◆ Written task
Reproduce the stretch of the material from the line containing "(format x=462, y=175)" through the line containing "x=89, y=186", with the requests unchanged and every point coordinate in the answers rescaled by a factor of 2.25 and rounded to the nearest whole number, halves rounded up. Give only those lines.
─── Data supplied
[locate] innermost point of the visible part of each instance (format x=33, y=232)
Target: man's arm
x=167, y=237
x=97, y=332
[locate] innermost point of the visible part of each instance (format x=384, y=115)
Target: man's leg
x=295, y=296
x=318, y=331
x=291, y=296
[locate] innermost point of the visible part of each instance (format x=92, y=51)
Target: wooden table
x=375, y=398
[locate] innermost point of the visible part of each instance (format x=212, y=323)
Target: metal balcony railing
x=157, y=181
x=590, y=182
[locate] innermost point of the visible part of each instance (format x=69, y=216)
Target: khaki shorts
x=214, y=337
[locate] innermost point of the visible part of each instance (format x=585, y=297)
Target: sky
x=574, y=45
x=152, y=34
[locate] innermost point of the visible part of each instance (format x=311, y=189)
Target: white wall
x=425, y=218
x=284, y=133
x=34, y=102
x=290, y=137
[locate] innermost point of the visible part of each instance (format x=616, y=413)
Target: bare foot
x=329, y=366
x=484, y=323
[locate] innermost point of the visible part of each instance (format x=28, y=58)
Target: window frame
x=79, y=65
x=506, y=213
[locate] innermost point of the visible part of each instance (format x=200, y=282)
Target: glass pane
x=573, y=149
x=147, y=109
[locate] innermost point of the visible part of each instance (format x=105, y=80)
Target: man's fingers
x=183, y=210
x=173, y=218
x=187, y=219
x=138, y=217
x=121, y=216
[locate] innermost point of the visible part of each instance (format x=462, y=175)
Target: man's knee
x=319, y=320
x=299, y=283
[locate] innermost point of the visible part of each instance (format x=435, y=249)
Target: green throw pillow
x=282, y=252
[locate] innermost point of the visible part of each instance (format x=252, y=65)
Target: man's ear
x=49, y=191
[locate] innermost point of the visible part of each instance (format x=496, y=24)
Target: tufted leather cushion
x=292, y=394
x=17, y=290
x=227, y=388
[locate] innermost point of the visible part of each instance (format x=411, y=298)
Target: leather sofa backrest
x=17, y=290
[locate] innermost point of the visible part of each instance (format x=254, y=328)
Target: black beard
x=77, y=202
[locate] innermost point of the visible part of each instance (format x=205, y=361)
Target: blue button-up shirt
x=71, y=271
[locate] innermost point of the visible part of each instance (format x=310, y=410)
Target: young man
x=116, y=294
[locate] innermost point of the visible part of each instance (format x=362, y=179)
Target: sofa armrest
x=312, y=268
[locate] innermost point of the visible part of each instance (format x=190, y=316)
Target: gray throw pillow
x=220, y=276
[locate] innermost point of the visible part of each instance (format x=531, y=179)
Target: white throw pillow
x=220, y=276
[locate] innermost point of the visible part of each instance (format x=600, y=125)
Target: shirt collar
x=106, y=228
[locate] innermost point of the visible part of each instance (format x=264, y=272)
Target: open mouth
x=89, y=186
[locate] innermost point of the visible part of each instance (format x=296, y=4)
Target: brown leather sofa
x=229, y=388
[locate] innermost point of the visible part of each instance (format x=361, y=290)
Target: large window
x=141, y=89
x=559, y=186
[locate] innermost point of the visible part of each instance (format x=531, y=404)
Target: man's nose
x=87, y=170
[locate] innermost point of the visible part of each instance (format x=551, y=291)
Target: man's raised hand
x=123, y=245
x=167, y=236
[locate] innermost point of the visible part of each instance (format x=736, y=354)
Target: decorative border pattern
──────
◆ Solution
[locate] innermost point of the visible part of each instance (format x=462, y=175)
Target: man's knee
x=718, y=720
x=673, y=637
[locate] innermost point of the visible part of each instance (format x=435, y=249)
Target: green throw pillow
x=635, y=567
[locate] innermost point of the visible part of each instance (format x=252, y=65)
Target: man's ear
x=110, y=430
[locate] innermost point of the visible part of each instance (format x=496, y=24)
Target: tufted leather cushion
x=657, y=887
x=38, y=653
x=511, y=873
[locate] innermost point of the visible part of each instance (format x=411, y=298)
Target: leather sofa backrest
x=38, y=653
[locate] innermost point of the visible part of each instance (format x=254, y=328)
Target: black beard
x=173, y=455
[locate] innermost point of the visible part of each instance (format x=205, y=361)
Target: blue button-up shirt
x=160, y=610
[locate] innermost point of the visible part of each instance (format x=310, y=410)
Target: young man
x=261, y=662
[locate] innermost point of the visible part of each instance (format x=362, y=179)
Target: sofa armrest
x=702, y=603
[locate] innermost point of the visible part of each instance (format x=190, y=316)
Target: gray throw pillow
x=495, y=621
[locate] innermost point of the visible part of each instance (format x=531, y=179)
Target: white throw pillow
x=495, y=621
[locate] innermost point of the visible part of each instance (format x=600, y=125)
Target: shirt collar
x=239, y=513
[locate] innermost point of the visible part of each instance (format x=264, y=272)
Target: open mouth
x=200, y=419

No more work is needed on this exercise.